(Records from a collection)

== == ==

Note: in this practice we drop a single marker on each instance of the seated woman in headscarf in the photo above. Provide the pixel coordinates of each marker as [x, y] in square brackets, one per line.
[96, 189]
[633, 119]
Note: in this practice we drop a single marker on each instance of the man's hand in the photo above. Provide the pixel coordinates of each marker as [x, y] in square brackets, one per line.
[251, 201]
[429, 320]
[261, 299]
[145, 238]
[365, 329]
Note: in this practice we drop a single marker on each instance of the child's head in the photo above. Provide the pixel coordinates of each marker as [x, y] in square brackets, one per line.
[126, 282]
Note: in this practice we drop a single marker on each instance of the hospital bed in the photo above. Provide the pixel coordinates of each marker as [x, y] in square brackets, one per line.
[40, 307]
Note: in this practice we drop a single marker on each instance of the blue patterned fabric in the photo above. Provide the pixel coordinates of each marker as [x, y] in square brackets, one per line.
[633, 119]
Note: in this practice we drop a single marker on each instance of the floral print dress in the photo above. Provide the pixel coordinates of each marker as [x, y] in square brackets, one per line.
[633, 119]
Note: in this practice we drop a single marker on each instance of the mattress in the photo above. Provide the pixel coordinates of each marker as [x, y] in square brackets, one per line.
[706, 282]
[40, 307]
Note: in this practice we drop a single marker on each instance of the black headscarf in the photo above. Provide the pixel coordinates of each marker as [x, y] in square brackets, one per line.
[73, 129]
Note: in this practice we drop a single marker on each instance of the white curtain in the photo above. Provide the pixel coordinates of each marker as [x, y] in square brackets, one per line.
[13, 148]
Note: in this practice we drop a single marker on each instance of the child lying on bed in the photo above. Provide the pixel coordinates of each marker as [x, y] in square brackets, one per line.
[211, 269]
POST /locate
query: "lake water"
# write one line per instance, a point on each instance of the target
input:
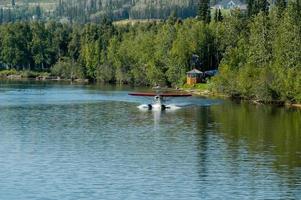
(60, 141)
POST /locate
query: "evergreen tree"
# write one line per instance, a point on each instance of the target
(281, 5)
(218, 17)
(255, 6)
(204, 11)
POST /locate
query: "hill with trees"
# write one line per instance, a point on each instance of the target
(257, 53)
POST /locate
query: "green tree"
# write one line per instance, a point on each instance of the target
(204, 10)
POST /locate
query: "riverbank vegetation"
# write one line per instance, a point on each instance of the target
(258, 53)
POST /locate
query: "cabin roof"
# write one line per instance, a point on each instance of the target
(194, 71)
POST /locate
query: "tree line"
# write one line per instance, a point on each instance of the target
(258, 53)
(263, 59)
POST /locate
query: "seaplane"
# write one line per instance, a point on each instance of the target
(159, 99)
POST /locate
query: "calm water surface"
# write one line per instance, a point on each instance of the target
(91, 142)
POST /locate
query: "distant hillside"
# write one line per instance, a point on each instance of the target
(125, 9)
(94, 10)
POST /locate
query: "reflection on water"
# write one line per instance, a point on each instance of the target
(89, 142)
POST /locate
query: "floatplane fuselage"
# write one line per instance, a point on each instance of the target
(159, 99)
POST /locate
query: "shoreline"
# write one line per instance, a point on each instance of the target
(209, 94)
(195, 92)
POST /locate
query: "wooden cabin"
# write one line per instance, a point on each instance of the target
(194, 76)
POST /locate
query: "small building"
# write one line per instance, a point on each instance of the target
(194, 76)
(230, 4)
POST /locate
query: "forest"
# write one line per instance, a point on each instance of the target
(257, 53)
(84, 11)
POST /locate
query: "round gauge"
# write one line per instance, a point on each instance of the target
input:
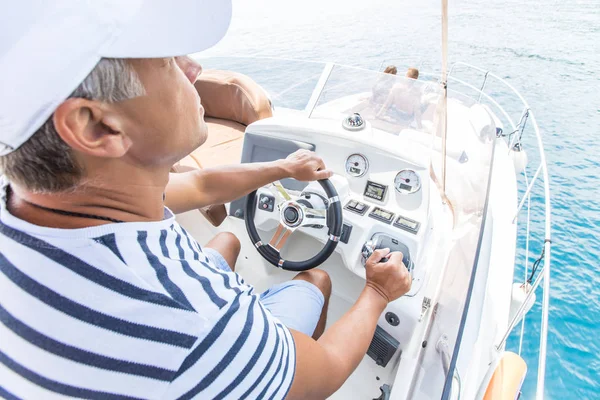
(407, 181)
(356, 165)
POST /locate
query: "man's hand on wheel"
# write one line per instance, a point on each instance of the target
(390, 279)
(305, 165)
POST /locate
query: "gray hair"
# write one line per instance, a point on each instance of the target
(45, 163)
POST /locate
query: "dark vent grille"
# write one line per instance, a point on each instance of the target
(382, 347)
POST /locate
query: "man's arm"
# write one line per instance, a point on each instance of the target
(195, 189)
(323, 366)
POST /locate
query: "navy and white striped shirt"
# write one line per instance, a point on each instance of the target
(134, 310)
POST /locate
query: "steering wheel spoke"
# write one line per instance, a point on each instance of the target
(314, 216)
(281, 236)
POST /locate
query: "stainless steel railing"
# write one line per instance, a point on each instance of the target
(542, 170)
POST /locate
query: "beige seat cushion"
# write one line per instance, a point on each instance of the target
(231, 102)
(222, 147)
(232, 96)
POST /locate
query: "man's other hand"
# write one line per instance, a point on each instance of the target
(305, 165)
(390, 279)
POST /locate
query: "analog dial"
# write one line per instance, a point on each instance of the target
(407, 181)
(357, 165)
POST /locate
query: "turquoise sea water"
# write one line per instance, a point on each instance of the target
(548, 50)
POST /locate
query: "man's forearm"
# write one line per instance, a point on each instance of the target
(348, 339)
(191, 190)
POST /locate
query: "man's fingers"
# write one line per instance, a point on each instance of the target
(395, 257)
(378, 255)
(324, 174)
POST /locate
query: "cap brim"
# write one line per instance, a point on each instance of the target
(172, 28)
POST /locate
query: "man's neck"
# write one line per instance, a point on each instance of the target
(129, 198)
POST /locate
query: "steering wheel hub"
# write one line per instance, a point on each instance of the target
(292, 215)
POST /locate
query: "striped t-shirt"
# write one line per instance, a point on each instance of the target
(130, 310)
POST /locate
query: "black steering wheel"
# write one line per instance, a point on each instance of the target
(294, 214)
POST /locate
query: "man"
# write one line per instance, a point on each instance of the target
(102, 293)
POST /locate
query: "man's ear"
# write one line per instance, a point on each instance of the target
(91, 128)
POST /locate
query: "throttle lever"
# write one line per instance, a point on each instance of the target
(368, 249)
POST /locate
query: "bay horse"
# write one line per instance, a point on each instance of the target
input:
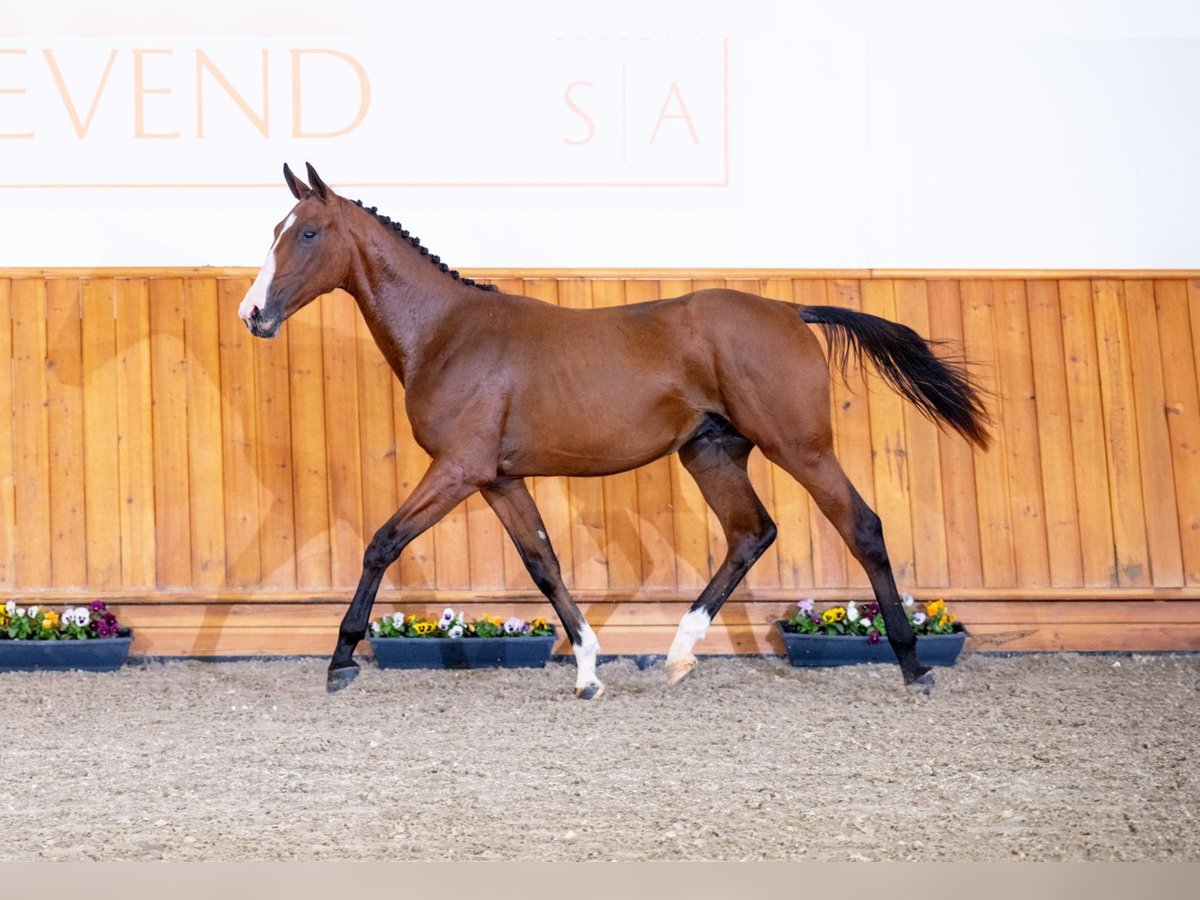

== == ==

EXERCISE DIRECTIONS:
Go through the entries and copy every line that has "water".

RESPONSE AREA:
query: "lake water"
query: "calm water surface"
query: "reflection on water"
query: "turquoise sea water"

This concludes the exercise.